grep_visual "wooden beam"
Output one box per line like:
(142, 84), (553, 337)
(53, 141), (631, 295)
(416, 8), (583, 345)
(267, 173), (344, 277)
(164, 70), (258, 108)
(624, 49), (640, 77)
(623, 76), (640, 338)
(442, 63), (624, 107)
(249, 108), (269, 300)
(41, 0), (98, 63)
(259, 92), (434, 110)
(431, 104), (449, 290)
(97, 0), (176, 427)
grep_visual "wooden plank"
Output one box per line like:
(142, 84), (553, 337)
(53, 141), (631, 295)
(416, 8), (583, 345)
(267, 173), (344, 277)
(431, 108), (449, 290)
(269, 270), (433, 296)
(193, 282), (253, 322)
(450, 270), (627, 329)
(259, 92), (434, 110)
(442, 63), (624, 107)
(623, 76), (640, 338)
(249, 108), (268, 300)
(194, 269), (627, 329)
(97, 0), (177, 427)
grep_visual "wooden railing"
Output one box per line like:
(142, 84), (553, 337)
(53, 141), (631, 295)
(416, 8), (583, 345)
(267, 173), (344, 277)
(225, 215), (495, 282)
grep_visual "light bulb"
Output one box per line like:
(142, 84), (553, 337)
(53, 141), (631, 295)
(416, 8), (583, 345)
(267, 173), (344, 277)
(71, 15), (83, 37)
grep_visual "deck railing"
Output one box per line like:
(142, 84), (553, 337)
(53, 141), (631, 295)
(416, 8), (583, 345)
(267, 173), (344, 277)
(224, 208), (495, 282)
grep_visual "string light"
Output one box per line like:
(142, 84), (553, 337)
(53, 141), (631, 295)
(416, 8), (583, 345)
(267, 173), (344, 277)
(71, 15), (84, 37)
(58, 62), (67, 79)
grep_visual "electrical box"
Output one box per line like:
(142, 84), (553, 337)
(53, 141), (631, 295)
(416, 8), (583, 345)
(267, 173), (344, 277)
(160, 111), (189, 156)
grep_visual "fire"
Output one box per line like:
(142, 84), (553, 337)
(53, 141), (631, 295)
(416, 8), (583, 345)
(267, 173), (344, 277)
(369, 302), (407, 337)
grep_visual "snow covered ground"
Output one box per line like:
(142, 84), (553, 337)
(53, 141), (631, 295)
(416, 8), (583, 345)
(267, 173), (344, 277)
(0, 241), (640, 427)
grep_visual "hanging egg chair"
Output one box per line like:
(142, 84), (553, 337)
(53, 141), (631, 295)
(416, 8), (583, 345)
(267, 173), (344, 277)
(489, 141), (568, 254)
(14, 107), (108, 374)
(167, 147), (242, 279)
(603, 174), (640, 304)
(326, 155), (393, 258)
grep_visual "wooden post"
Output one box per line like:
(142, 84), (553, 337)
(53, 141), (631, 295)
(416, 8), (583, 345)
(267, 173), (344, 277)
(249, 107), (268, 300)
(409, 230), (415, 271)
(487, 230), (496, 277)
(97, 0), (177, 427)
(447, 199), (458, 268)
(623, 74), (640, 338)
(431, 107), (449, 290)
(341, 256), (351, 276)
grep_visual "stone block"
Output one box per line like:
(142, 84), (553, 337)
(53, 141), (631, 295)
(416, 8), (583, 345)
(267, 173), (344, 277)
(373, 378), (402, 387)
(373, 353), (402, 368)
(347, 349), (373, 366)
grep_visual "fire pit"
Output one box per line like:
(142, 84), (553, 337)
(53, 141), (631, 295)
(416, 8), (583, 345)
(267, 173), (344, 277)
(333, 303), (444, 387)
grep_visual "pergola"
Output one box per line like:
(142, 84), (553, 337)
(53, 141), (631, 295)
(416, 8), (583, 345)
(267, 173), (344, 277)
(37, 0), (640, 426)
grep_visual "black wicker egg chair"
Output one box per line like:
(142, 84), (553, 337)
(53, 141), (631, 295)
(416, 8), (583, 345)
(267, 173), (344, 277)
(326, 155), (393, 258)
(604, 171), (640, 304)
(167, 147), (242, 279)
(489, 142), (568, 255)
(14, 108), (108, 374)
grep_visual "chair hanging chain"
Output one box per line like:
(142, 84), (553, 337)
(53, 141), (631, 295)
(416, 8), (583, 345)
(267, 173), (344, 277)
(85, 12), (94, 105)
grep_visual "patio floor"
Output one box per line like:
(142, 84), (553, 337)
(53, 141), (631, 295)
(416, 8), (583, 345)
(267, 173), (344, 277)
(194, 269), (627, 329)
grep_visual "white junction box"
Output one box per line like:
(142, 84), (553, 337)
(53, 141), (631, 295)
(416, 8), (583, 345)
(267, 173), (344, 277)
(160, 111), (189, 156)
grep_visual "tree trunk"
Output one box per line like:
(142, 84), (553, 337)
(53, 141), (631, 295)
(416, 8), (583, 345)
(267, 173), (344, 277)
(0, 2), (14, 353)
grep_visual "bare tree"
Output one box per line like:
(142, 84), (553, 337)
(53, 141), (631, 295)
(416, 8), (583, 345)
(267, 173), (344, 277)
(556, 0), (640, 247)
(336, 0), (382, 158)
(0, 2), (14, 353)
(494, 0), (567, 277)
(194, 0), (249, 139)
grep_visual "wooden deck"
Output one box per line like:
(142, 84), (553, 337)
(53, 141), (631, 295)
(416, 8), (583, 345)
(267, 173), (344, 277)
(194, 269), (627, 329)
- - -
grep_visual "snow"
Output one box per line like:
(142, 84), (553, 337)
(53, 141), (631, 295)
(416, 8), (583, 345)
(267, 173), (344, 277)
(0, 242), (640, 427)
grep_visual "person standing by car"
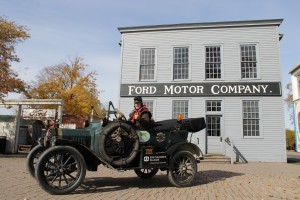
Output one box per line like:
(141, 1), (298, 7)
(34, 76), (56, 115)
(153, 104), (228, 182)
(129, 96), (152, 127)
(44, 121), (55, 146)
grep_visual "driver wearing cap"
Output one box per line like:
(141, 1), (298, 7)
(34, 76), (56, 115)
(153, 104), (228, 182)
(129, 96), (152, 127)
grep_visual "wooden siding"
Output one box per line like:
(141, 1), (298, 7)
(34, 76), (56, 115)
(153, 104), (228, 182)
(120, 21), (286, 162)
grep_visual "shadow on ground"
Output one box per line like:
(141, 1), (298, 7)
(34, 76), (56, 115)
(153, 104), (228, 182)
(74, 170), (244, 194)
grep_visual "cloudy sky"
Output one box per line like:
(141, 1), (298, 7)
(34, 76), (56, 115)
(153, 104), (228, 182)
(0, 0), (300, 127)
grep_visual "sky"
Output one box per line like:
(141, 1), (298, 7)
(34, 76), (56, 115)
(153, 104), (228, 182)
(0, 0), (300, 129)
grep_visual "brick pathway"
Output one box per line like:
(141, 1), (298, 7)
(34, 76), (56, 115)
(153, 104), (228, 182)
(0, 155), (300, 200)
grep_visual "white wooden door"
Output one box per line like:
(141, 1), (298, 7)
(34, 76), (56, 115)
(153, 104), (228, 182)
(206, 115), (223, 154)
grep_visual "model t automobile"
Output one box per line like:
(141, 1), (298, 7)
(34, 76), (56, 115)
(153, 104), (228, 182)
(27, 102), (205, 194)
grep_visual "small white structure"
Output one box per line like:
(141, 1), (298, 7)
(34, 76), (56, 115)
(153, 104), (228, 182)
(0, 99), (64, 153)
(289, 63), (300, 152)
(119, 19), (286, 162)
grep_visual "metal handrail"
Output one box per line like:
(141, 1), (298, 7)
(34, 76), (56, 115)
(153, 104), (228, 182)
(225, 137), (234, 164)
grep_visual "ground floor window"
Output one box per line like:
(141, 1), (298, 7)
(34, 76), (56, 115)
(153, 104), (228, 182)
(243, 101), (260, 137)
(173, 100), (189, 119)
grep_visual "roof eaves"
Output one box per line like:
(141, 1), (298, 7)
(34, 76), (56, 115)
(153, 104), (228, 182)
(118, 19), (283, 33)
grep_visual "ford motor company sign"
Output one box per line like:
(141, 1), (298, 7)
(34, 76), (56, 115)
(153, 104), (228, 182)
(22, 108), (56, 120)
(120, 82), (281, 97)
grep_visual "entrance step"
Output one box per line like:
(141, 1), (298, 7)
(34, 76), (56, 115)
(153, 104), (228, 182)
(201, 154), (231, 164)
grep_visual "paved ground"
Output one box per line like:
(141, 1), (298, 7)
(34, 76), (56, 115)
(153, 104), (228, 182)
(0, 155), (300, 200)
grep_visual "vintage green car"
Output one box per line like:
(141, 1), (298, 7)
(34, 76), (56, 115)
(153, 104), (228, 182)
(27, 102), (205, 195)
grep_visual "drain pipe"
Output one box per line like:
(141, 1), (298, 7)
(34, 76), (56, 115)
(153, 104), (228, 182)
- - -
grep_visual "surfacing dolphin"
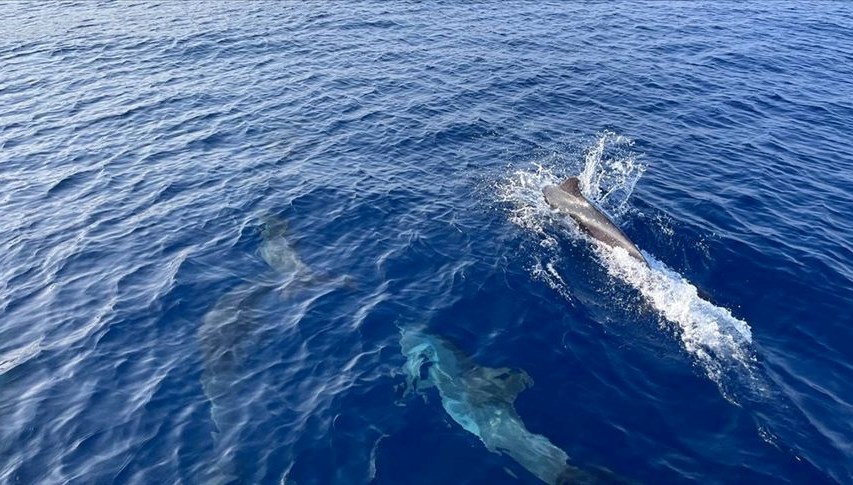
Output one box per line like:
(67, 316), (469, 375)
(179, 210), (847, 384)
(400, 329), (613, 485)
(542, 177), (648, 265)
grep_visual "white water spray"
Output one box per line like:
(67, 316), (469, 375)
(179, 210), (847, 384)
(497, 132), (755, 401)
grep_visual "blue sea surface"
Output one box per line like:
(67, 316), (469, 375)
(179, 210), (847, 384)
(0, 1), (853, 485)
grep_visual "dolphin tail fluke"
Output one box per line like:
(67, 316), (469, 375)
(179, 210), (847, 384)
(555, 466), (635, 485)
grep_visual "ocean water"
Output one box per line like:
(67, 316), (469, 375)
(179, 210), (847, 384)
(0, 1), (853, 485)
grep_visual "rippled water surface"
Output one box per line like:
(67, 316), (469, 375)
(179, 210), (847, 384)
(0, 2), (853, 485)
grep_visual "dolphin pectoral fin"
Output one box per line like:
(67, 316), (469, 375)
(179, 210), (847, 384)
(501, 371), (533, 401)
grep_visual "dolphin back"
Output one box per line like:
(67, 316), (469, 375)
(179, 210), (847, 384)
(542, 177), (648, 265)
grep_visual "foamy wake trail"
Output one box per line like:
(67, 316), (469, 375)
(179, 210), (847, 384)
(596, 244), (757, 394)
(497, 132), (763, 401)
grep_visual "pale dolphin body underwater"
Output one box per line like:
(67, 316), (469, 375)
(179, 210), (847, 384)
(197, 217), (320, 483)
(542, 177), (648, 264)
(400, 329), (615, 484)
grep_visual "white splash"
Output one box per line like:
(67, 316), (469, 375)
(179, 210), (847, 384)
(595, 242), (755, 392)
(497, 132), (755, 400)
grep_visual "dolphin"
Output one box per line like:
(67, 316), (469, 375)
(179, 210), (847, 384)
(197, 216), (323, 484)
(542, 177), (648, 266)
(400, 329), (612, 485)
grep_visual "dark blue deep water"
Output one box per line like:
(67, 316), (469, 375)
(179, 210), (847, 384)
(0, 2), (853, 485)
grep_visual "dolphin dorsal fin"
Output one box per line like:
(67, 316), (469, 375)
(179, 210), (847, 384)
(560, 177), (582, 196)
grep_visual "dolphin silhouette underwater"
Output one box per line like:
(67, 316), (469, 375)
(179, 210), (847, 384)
- - -
- **WHAT IS REQUIRED**
Locate every line above that contains the string "fire" and copy each of those lines in full.

- **SOLUTION FOR THIS EXERCISE**
grep_visual "fire"
grep_visual "fire pit"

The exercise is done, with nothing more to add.